Exercise aim. For each line of the listing that includes the word "wavy", show the whole line.

:::

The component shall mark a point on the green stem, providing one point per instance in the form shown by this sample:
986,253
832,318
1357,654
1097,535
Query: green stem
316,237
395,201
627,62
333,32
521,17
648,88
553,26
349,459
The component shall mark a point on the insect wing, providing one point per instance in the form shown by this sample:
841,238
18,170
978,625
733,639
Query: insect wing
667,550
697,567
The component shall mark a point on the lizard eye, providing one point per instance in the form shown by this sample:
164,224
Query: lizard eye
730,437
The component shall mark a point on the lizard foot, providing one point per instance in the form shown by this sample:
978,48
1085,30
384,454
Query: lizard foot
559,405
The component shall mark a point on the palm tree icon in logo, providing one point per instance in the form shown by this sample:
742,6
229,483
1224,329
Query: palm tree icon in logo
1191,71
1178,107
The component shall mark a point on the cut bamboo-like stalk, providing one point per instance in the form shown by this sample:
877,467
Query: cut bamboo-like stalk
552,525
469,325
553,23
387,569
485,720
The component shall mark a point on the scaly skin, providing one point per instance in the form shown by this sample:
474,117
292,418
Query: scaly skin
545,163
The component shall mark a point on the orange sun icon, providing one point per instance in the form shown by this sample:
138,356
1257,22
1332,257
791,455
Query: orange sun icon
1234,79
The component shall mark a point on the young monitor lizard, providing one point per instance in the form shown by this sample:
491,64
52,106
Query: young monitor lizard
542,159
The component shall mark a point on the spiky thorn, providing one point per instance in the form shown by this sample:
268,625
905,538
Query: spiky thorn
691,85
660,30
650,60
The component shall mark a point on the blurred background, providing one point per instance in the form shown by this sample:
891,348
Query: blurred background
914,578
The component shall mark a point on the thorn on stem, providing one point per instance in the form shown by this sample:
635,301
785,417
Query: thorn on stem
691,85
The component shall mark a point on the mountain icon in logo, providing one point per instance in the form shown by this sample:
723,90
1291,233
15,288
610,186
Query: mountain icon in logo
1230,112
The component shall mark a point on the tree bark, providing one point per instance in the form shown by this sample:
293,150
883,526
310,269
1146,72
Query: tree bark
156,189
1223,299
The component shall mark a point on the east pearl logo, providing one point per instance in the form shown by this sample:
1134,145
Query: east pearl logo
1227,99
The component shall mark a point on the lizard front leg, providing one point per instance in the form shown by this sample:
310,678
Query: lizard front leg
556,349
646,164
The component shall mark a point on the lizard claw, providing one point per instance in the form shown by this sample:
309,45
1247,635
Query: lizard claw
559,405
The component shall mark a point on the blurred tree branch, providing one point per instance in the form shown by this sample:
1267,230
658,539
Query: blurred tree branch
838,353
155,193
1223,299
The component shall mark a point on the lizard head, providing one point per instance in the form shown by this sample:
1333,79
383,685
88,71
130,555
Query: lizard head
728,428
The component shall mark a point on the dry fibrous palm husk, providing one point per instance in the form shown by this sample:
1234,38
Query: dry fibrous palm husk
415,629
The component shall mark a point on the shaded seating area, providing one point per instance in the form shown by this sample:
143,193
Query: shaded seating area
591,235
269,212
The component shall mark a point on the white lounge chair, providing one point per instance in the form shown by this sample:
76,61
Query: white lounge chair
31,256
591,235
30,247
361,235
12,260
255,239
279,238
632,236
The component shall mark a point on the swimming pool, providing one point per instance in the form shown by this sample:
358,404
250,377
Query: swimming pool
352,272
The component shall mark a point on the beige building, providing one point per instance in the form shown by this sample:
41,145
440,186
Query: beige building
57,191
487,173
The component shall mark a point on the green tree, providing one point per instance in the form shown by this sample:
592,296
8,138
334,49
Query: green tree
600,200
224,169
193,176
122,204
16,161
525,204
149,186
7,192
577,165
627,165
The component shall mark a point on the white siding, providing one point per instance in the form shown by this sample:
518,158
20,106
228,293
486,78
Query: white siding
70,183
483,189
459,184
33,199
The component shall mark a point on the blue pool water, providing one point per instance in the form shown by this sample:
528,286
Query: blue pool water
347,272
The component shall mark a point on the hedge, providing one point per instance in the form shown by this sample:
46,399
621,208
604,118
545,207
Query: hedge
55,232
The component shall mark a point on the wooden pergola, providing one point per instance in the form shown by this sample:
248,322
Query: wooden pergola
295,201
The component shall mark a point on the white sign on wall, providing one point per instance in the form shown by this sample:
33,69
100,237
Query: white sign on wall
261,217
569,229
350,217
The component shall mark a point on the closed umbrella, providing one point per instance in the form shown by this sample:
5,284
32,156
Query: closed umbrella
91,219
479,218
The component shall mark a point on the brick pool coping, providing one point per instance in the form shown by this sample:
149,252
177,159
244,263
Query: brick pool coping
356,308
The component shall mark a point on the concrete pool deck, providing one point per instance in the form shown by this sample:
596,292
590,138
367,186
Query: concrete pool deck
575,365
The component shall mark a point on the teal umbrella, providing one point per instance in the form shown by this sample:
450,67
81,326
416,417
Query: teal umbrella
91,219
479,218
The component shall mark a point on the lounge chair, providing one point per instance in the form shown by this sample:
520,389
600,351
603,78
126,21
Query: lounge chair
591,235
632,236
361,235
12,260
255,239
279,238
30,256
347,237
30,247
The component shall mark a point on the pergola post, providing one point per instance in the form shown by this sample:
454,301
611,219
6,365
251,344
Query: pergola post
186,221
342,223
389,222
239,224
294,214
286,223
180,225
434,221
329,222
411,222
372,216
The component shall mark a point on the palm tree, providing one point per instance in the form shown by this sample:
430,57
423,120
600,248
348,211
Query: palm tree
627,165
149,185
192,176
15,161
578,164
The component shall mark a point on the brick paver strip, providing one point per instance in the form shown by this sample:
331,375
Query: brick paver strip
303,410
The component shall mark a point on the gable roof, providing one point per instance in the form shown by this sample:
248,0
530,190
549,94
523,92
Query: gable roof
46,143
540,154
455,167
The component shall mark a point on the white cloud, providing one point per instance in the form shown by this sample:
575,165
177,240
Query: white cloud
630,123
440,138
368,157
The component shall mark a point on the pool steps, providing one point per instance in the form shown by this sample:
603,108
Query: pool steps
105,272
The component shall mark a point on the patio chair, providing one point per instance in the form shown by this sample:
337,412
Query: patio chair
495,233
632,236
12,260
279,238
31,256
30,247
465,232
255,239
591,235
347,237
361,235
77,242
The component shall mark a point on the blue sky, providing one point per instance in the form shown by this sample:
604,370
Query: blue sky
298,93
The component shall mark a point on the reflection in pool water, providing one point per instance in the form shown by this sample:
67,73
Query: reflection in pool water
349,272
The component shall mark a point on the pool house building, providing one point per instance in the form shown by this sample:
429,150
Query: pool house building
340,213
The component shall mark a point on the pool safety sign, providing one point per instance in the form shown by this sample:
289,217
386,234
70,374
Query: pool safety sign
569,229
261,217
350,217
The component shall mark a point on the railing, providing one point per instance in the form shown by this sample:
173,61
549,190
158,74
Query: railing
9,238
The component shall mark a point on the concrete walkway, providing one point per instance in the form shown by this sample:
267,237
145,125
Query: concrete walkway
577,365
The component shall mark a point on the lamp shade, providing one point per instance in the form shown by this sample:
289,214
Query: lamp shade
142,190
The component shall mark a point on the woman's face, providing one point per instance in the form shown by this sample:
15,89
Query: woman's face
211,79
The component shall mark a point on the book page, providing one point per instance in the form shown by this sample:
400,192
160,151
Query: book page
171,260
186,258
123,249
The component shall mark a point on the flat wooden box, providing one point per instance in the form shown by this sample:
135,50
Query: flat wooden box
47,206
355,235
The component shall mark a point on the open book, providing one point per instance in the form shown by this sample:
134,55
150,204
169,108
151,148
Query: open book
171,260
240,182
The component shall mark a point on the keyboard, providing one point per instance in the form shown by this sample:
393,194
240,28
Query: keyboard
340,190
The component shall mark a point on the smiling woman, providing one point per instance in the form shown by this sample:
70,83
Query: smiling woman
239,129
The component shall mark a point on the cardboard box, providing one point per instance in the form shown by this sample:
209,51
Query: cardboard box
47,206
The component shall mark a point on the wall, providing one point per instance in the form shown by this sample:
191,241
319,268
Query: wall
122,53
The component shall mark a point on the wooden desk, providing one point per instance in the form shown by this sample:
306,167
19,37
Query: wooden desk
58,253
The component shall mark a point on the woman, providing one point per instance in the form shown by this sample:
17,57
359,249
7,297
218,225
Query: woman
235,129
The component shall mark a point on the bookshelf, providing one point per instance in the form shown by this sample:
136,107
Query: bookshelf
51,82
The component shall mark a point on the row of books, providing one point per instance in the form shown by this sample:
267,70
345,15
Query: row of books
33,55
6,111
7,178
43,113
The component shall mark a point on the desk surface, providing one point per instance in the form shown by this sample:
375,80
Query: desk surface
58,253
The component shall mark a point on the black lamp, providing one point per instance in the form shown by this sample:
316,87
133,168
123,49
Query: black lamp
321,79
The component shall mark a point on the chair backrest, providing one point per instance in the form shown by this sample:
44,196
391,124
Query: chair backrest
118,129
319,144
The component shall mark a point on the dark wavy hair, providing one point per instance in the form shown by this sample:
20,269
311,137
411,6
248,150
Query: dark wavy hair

:::

Solution to this task.
The component shall mark a point on the dark wavy hair, providing one point per instance in the form shown by this sample:
Query: dark wavy hair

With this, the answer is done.